▸ EXERCISE INPUTS
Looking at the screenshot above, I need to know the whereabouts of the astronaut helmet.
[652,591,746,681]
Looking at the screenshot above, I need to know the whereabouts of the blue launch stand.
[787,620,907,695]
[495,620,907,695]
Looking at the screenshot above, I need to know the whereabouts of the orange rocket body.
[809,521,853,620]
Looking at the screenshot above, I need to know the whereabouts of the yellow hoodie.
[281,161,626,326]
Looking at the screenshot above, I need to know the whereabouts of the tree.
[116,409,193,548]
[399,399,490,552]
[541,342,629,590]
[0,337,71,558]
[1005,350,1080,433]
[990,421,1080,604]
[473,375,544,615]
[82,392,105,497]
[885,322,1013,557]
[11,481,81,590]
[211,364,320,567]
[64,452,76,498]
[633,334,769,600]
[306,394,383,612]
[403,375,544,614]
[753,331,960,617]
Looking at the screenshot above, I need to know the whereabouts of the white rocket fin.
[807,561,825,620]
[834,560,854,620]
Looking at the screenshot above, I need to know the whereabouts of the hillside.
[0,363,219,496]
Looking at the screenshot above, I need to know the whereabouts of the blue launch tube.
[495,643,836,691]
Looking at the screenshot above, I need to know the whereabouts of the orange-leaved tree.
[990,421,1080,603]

▸ JOB
Convert the entries above, from the first line through the line containing "[495,643,836,691]", into a JSON list of strings with one string per line and blank lines omitted.

▸ CORRECT RESULT
[
  "Looking at the screenshot above, I need to know the whereabouts of the astronaut helmet.",
  "[652,591,746,681]",
  "Looking at the screenshot above, I need to know the whereabouts of the blue launch stand.",
  "[787,620,907,695]",
  "[495,620,907,695]",
  "Looking at the screenshot above, I need to know the whereabouts of the orange rocket body.",
  "[809,521,853,620]",
  "Looking at the screenshot above, I need to know the whereabouts of the yellow hoodie.",
  "[281,161,626,326]",
  "Looking at the screenshot above, I need to know the whereabouts of the tree.",
  "[116,409,193,548]",
  "[399,399,490,552]",
  "[541,342,629,590]",
  "[0,337,71,558]",
  "[1005,350,1080,433]",
  "[990,421,1080,604]",
  "[473,375,544,615]",
  "[82,392,105,497]",
  "[885,322,1013,557]",
  "[11,481,81,590]",
  "[211,364,320,567]",
  "[64,452,76,498]",
  "[633,334,769,600]",
  "[306,394,383,612]",
  "[403,375,544,614]",
  "[753,331,960,617]",
  "Looking at the screenshot above, I need to know the whereabouts of the white rocket fin.",
  "[807,561,825,620]",
  "[834,560,854,620]",
  "Looking at the screenshot above, I need to know the whereabouts of the hillside.",
  "[0,363,219,496]",
  "Looking at the screenshot above, I need to know the whereabouts of the blue launch tube.",
  "[495,643,836,691]"
]